- **WHAT IS ASKED**:
Identify every line of the records that contains the word "metal" and copy each one. Case counts.

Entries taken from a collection
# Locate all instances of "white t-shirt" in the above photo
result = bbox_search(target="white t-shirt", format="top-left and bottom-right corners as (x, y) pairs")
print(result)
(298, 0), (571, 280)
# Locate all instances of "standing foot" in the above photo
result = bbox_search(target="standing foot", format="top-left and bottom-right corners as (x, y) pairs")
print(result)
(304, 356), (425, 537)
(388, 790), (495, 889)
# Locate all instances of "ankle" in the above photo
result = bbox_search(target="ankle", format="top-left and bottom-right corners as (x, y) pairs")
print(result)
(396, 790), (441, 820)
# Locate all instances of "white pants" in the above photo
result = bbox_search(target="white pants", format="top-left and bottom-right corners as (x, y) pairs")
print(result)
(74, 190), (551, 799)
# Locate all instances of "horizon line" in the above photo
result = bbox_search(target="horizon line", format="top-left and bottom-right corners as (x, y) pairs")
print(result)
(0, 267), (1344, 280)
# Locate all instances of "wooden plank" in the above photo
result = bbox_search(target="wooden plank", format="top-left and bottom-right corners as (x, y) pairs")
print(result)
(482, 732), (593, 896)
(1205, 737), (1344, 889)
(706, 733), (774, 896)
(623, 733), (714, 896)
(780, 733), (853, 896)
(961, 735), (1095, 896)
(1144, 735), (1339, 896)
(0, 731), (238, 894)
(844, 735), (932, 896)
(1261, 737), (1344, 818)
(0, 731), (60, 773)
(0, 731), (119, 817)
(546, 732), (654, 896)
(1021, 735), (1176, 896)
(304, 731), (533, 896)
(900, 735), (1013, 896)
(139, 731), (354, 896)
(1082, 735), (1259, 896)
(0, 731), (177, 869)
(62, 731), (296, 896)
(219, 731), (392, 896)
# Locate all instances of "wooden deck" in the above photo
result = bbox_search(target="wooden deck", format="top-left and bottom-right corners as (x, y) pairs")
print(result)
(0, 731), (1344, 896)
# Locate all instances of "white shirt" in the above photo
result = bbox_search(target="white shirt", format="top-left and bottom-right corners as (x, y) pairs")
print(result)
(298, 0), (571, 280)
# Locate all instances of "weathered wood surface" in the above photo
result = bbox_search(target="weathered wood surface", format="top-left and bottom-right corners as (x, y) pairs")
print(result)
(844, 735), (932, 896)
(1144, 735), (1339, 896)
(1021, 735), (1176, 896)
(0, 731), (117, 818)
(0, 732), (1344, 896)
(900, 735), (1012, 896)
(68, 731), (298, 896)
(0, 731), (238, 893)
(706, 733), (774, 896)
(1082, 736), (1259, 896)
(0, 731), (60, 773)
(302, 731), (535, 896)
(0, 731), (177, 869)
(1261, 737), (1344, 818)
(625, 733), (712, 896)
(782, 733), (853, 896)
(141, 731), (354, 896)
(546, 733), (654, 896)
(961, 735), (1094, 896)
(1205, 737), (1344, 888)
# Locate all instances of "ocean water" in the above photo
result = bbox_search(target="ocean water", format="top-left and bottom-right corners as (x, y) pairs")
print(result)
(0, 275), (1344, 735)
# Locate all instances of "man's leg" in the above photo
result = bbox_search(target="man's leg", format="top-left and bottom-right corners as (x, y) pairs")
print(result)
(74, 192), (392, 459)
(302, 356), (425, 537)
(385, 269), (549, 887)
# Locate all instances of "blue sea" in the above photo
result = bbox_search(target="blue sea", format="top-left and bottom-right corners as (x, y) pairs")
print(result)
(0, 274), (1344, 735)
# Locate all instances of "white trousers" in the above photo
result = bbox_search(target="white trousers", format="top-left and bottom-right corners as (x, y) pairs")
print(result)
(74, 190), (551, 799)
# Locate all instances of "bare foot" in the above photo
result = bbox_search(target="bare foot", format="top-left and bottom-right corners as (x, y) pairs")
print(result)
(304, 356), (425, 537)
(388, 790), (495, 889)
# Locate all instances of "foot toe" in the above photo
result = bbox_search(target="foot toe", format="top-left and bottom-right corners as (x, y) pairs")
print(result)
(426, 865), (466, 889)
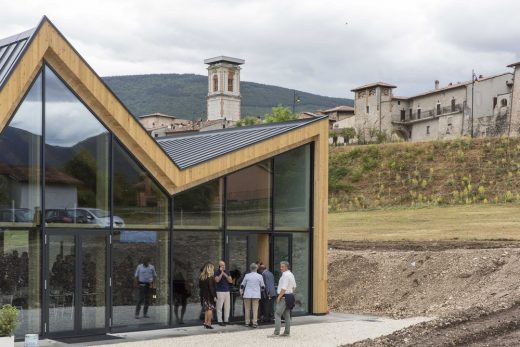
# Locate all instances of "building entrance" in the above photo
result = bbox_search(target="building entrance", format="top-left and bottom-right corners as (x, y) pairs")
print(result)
(44, 230), (109, 336)
(226, 232), (292, 320)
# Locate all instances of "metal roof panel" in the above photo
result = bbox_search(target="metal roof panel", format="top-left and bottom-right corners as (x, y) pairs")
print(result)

- **SOLUTION TO THE EXERCISE**:
# Locate all instances of "metal roof panel" in the above photo
result = bbox_search(target="metal roof panel", format="top-left and bottom-right corners as (x, y) pairs")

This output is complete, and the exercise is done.